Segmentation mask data
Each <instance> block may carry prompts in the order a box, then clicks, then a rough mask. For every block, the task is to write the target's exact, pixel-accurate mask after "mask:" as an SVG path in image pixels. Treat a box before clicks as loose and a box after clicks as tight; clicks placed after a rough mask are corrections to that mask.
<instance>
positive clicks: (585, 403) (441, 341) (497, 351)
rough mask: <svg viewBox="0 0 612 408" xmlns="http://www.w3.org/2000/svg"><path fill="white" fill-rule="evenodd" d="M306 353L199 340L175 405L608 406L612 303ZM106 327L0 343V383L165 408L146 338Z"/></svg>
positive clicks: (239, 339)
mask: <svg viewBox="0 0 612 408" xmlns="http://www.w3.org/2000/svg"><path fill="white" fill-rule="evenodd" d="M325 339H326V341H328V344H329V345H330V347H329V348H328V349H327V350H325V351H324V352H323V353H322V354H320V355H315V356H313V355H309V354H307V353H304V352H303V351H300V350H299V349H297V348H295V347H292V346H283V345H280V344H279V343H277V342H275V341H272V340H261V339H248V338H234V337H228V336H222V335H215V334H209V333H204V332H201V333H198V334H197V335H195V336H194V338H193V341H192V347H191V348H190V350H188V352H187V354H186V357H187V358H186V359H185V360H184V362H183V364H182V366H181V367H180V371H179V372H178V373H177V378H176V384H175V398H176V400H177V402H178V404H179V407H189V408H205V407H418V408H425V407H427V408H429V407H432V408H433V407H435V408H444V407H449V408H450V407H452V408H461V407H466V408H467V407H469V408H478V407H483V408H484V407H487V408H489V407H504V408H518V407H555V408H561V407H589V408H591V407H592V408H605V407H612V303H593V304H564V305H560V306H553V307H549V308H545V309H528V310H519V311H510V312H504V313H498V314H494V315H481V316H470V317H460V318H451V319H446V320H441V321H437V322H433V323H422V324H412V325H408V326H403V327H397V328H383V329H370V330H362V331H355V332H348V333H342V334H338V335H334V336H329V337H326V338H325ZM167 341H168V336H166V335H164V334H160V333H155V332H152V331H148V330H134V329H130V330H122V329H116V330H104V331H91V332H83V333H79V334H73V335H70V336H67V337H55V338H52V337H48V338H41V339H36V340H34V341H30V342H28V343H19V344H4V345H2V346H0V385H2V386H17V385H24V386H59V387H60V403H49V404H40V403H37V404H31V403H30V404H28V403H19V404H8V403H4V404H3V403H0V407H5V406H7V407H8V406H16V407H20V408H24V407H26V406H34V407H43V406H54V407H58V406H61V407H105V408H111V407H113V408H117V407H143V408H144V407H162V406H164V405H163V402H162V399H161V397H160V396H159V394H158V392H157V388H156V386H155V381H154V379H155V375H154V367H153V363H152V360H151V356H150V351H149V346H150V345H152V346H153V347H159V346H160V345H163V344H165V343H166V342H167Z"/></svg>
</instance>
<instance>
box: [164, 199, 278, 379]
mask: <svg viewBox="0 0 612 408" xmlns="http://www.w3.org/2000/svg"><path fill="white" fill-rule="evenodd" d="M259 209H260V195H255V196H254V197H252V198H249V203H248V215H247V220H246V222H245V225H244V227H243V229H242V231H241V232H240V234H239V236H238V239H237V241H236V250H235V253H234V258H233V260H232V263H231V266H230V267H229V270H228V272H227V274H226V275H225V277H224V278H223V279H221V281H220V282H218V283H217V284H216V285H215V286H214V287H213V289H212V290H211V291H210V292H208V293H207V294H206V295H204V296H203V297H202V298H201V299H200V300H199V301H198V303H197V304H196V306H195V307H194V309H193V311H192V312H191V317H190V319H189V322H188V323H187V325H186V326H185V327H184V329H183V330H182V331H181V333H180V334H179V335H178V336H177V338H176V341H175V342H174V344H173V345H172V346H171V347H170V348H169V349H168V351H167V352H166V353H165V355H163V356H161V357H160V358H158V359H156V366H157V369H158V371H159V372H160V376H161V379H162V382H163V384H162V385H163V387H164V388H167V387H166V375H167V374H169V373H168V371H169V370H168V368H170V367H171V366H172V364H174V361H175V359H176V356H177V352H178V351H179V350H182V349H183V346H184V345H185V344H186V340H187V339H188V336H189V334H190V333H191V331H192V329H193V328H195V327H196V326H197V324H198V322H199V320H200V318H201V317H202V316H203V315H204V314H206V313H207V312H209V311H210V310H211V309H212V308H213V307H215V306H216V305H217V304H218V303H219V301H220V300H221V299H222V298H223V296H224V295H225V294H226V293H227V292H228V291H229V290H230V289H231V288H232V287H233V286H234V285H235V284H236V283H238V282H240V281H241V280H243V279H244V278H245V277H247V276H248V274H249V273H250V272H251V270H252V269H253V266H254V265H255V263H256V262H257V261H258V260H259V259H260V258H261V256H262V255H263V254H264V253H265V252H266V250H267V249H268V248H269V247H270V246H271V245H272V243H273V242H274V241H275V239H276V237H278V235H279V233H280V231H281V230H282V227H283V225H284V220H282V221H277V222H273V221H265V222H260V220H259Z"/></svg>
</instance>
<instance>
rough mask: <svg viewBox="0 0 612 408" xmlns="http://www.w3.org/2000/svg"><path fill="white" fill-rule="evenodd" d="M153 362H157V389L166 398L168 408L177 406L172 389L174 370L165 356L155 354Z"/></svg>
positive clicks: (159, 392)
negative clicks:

**What you will do:** The entries above should be repeated exactly, every one of them.

**Exercise result:**
Each <instance> block may carry prompts in the order a box, then clicks, then a rough mask. For every block, the task is to write the target's exact, pixel-accurate mask after "mask:" as an SVG path in image pixels. Treat a box before clicks as loose and a box after clicks as tight; clicks placed after a rough mask are corrections to that mask.
<instance>
positive clicks: (585, 403) (441, 341) (497, 351)
rough mask: <svg viewBox="0 0 612 408" xmlns="http://www.w3.org/2000/svg"><path fill="white" fill-rule="evenodd" d="M306 353L199 340L175 405L608 406L612 303ZM106 327L0 343V383L165 408L146 338Z"/></svg>
positive clicks: (239, 339)
mask: <svg viewBox="0 0 612 408" xmlns="http://www.w3.org/2000/svg"><path fill="white" fill-rule="evenodd" d="M325 339H326V341H328V344H329V345H330V347H329V348H328V349H327V350H325V351H324V352H323V353H322V354H320V355H315V356H313V355H309V354H307V353H304V352H303V351H300V350H299V349H297V348H295V347H292V346H283V345H280V344H279V343H277V342H275V341H272V340H261V339H248V338H234V337H228V336H222V335H215V334H209V333H204V332H201V333H198V334H197V335H195V336H194V338H193V341H192V347H191V348H190V350H188V352H187V354H186V357H187V358H186V359H185V360H184V362H183V364H182V366H181V367H180V371H179V372H178V373H177V378H176V384H175V398H176V400H177V402H178V404H179V407H189V408H205V407H418V408H425V407H427V408H429V407H432V408H433V407H435V408H444V407H449V408H450V407H452V408H461V407H466V408H467V407H469V408H478V407H483V408H484V407H487V408H489V407H504V408H518V407H555V408H561V407H589V408H591V407H592V408H605V407H612V303H593V304H564V305H560V306H553V307H549V308H545V309H528V310H519V311H510V312H504V313H498V314H494V315H481V316H470V317H460V318H451V319H446V320H441V321H437V322H433V323H422V324H412V325H408V326H403V327H397V328H383V329H370V330H362V331H355V332H348V333H342V334H338V335H334V336H329V337H326V338H325ZM167 341H168V336H166V335H164V334H160V333H155V332H152V331H148V330H134V329H130V330H122V329H116V330H104V331H91V332H83V333H79V334H73V335H70V336H67V337H55V338H52V337H48V338H41V339H36V340H34V341H30V342H28V343H19V344H4V345H2V346H0V385H2V386H17V385H24V386H59V387H60V403H49V404H40V403H37V404H31V403H30V404H28V403H19V404H8V403H4V404H3V403H0V407H5V406H7V407H8V406H16V407H20V408H24V407H26V406H34V407H43V406H54V407H58V406H61V407H105V408H111V407H113V408H117V407H143V408H144V407H162V406H164V405H163V402H162V399H161V397H160V396H159V394H158V392H157V388H156V386H155V381H154V379H155V375H154V367H153V363H152V360H151V356H150V351H149V346H150V345H152V346H153V347H159V346H160V345H163V344H165V343H166V342H167Z"/></svg>
</instance>
<instance>
box: [164, 199, 278, 379]
mask: <svg viewBox="0 0 612 408" xmlns="http://www.w3.org/2000/svg"><path fill="white" fill-rule="evenodd" d="M259 209H260V195H255V196H254V197H252V198H249V203H248V215H247V220H246V222H245V225H244V227H243V229H242V231H241V232H240V234H239V236H238V239H237V241H236V250H235V253H234V258H233V260H232V263H231V266H230V267H229V270H228V272H227V274H226V275H225V277H224V278H223V279H221V281H220V282H218V283H217V284H216V285H215V286H214V287H213V289H212V290H211V291H210V292H208V293H207V294H206V295H204V296H203V297H202V298H201V299H200V300H199V301H198V303H197V304H196V306H195V307H194V309H193V311H192V312H191V317H190V319H189V322H188V323H187V325H186V326H185V327H184V329H183V330H182V331H181V333H180V334H179V335H178V336H177V338H176V341H175V342H174V344H173V345H172V346H171V347H170V348H169V349H168V351H167V352H166V353H165V355H163V356H161V357H160V358H158V359H156V366H157V369H158V371H159V372H160V376H161V379H162V382H163V384H162V385H163V387H164V388H167V387H166V375H167V374H169V373H168V371H169V370H168V368H170V367H171V366H172V364H174V361H175V359H176V356H177V352H178V351H179V350H182V349H183V346H184V345H185V344H186V340H187V339H188V336H189V334H190V333H191V331H192V329H193V328H195V327H196V326H197V324H198V322H199V320H200V318H201V317H202V316H203V315H204V314H206V313H207V312H209V311H210V310H211V309H212V308H213V307H215V306H216V305H217V304H218V303H219V301H220V300H221V299H222V298H223V296H224V295H225V294H226V293H227V292H228V291H229V290H230V289H231V288H232V287H233V286H234V285H235V284H236V283H238V282H240V281H241V280H243V279H244V278H245V277H247V276H248V274H249V273H250V272H251V270H252V269H253V266H254V265H255V263H256V262H257V261H258V260H259V259H260V258H261V256H262V255H263V254H264V253H265V252H266V250H267V249H268V248H269V247H270V246H271V245H272V243H273V242H274V241H275V239H276V237H278V235H279V233H280V231H281V230H282V227H283V225H284V220H282V221H277V222H273V221H265V222H260V220H259Z"/></svg>
</instance>
<instance>
rough mask: <svg viewBox="0 0 612 408" xmlns="http://www.w3.org/2000/svg"><path fill="white" fill-rule="evenodd" d="M153 362H157V389L166 398L168 408L177 406L172 389L174 370L165 356L155 354Z"/></svg>
positive clicks: (159, 392)
negative clicks:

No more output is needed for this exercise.